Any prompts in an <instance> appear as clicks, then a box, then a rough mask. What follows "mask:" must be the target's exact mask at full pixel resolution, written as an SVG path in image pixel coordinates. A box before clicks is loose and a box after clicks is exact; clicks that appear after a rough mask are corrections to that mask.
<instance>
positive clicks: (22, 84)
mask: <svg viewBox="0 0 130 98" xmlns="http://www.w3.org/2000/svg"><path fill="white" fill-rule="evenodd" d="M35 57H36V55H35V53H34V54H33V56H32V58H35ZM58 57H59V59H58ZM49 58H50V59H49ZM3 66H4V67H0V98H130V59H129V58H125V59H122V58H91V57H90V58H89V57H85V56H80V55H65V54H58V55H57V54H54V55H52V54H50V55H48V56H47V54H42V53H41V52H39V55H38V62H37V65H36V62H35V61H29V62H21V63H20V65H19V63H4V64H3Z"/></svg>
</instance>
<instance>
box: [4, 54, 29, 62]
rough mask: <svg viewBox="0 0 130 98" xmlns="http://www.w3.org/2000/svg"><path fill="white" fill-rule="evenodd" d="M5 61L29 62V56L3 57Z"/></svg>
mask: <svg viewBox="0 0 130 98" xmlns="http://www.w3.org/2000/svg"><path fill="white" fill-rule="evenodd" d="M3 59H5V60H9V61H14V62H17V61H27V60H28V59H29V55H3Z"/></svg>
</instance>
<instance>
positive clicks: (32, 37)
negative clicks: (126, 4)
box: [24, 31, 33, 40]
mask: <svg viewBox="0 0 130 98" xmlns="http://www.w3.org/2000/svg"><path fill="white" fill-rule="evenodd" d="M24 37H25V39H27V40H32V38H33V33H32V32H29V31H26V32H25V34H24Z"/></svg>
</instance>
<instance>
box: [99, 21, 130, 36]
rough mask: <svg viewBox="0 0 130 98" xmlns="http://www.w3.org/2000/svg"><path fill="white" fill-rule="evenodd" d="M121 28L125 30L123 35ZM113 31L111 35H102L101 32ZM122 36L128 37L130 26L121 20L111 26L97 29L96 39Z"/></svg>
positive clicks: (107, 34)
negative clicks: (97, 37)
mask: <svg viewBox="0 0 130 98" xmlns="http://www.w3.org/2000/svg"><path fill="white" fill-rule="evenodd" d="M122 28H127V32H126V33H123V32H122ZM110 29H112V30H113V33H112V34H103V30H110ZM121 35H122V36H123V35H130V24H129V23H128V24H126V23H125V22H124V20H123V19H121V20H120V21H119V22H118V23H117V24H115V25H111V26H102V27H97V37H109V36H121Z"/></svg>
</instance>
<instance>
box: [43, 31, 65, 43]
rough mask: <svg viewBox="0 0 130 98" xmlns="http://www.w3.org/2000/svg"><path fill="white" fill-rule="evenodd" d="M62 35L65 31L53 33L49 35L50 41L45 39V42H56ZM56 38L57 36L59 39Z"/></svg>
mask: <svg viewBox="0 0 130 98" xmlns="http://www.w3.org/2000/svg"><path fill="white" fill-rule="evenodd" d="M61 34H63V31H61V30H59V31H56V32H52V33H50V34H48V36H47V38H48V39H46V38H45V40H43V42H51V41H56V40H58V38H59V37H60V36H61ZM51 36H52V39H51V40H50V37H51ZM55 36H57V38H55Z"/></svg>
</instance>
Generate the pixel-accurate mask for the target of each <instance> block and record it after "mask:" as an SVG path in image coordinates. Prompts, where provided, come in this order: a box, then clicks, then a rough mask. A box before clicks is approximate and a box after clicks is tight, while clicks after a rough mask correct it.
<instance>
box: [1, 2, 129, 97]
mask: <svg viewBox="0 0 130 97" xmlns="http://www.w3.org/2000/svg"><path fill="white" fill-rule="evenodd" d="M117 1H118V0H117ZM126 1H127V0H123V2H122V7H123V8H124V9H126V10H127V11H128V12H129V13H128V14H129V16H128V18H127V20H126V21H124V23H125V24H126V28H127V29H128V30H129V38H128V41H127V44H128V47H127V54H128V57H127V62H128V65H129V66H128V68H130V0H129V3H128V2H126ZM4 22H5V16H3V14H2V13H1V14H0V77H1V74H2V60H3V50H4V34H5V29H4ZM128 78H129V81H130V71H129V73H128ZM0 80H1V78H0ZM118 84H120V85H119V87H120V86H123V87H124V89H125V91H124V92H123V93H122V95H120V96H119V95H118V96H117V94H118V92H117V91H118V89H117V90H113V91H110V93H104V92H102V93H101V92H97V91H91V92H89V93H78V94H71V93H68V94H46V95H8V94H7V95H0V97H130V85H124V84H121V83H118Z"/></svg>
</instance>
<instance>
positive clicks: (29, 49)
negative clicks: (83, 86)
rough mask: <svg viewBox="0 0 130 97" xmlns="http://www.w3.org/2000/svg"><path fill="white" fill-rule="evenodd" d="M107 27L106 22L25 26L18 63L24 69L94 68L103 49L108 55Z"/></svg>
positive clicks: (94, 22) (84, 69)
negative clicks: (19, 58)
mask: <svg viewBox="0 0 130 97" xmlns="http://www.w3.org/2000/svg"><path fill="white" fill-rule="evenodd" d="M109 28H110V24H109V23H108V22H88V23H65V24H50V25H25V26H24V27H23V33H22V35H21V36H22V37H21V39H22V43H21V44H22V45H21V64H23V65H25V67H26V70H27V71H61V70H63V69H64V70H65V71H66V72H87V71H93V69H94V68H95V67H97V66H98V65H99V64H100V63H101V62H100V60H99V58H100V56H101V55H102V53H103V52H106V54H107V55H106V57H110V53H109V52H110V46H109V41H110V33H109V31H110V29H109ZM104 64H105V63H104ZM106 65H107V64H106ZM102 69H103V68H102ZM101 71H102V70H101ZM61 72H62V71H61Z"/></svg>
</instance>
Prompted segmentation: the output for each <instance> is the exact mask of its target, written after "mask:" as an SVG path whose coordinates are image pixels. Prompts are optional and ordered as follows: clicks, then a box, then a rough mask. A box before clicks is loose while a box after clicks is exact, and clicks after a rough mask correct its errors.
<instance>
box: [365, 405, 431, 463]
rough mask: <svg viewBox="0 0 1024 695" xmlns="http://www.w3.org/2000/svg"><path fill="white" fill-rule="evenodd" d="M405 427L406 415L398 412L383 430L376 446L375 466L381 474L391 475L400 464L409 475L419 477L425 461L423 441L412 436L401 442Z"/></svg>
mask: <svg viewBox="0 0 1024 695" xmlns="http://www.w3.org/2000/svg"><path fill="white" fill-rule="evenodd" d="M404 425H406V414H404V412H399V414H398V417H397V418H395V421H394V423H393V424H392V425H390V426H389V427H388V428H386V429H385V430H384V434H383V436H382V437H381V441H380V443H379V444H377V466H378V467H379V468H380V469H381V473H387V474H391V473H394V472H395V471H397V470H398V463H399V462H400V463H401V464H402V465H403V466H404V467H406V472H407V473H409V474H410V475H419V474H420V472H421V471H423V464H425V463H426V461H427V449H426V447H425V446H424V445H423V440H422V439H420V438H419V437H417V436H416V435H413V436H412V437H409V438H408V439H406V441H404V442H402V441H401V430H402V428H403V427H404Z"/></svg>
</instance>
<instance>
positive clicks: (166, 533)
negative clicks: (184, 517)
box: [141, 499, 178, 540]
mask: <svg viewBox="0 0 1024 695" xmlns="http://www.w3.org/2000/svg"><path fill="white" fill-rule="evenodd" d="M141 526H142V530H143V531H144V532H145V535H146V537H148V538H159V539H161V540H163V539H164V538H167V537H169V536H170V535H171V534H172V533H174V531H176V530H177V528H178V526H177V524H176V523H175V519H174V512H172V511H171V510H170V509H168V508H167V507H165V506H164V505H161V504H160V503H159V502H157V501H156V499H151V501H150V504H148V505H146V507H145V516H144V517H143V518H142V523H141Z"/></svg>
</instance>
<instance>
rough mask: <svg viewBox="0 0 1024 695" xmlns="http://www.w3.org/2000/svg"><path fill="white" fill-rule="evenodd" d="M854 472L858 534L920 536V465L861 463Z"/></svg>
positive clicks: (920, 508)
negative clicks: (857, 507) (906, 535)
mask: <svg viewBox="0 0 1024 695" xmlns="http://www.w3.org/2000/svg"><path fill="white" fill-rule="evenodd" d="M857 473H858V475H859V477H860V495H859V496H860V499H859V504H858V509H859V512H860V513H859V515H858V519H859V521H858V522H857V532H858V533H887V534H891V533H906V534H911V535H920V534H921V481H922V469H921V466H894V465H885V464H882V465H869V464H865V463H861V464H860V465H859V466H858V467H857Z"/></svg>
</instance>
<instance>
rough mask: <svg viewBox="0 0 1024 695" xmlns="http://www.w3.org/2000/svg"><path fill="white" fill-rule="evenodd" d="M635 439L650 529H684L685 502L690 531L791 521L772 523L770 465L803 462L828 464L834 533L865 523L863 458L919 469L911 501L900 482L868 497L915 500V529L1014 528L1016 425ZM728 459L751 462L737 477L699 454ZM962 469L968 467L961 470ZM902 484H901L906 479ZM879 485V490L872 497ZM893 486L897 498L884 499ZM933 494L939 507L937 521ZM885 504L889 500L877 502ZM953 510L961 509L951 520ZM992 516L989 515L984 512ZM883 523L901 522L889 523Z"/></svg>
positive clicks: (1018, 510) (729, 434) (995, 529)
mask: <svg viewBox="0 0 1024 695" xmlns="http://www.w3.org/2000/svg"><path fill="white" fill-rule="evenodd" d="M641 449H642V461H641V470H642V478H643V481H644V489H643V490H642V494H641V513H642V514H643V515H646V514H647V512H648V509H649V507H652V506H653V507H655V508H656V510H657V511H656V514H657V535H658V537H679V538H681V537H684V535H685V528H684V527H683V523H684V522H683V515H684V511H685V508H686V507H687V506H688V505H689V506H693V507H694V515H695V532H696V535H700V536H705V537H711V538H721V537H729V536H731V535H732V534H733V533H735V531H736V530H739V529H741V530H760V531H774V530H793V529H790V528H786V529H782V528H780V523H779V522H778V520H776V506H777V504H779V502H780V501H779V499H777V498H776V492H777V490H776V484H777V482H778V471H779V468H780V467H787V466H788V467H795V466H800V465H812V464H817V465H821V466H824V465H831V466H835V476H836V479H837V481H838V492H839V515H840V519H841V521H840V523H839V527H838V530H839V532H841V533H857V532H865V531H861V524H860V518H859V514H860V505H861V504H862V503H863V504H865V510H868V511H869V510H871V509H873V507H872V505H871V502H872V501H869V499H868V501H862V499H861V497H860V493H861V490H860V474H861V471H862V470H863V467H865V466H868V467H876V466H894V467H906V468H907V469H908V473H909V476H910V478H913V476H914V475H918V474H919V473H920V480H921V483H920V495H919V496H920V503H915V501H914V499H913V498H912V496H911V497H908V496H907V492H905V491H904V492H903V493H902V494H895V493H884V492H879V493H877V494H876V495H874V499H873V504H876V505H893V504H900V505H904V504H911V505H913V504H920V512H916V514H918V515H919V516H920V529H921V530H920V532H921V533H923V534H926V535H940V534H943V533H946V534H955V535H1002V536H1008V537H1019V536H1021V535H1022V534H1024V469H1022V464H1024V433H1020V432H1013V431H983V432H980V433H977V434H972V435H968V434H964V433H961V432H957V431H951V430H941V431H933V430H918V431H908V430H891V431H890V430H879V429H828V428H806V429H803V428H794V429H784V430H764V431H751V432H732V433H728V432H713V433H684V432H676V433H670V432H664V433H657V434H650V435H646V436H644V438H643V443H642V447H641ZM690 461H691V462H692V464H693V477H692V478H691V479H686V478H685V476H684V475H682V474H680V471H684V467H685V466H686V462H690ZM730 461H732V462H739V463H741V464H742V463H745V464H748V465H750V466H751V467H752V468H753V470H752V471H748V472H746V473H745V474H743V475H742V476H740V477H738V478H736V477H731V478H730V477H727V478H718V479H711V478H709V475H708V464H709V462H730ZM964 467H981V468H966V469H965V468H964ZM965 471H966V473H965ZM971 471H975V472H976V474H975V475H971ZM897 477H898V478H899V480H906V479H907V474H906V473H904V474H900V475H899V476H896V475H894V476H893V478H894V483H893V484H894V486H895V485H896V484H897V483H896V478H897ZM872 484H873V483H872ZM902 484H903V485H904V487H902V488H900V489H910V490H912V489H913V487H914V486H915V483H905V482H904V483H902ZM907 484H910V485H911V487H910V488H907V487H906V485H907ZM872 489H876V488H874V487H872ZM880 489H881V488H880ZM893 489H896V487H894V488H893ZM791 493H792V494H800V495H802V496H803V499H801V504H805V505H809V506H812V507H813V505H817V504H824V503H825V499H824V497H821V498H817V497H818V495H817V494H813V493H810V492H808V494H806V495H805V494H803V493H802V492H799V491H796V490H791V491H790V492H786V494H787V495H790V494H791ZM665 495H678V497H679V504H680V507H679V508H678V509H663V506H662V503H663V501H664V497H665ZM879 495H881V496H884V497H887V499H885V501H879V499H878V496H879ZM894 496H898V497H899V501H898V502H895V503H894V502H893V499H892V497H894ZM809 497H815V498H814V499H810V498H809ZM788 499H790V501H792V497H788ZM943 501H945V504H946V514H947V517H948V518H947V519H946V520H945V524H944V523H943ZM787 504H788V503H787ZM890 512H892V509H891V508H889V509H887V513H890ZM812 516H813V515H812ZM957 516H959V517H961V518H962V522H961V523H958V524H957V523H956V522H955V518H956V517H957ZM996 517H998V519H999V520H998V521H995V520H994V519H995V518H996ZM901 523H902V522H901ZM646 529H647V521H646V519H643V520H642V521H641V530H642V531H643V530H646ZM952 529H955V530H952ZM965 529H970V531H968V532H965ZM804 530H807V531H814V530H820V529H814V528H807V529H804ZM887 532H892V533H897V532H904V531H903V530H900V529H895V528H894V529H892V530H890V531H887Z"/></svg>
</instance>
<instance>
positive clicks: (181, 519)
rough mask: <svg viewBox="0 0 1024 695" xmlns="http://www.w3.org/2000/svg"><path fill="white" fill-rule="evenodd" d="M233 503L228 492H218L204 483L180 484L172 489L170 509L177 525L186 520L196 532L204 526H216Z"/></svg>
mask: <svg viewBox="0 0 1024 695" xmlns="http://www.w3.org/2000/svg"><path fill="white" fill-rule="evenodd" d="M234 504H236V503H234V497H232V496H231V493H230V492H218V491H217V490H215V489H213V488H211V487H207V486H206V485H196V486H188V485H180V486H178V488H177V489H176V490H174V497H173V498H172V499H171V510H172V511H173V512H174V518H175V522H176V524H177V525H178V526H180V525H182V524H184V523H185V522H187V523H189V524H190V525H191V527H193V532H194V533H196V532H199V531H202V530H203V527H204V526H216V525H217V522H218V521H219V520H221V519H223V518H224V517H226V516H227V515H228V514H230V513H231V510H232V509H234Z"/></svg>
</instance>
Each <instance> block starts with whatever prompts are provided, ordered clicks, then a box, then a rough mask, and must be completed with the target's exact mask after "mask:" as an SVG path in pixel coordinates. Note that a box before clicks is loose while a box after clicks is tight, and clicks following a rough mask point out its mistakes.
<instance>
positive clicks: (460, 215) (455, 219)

****************

**AIM OF THE EXERCISE**
Reproduce word for word the stretch from the start of the items through the line containing "positive clicks: (22, 84)".

**EXERCISE RESPONSE**
Any prompts in an <instance> appear as clicks, then a box, then a rough mask. What follows "mask:" must be the target's exact mask at full pixel resolution, written as an SVG path in image pixel coordinates. A box before clicks is loose and a box after clicks is exact; clicks that appear after a rough mask are corrections to that mask.
<instance>
positive clicks: (22, 84)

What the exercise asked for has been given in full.